● **Given instruction**: Render every line of the items below as a Markdown table with two columns, Row and Line. Number the rows in order and leave out any blank lines.

— begin Stored records —

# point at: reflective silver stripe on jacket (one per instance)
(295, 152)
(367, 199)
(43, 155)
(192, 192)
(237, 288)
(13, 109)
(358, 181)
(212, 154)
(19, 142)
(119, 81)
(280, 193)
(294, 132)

— end Stored records —

● **The result**:
| Row | Line |
|---|---|
| 1 | # point at: reflective silver stripe on jacket (one per instance) |
| 2 | (295, 152) |
| 3 | (367, 199) |
| 4 | (43, 155) |
| 5 | (192, 192) |
| 6 | (237, 288) |
| 7 | (13, 109) |
| 8 | (358, 181) |
| 9 | (212, 154) |
| 10 | (19, 142) |
| 11 | (119, 81) |
| 12 | (280, 193) |
| 13 | (294, 132) |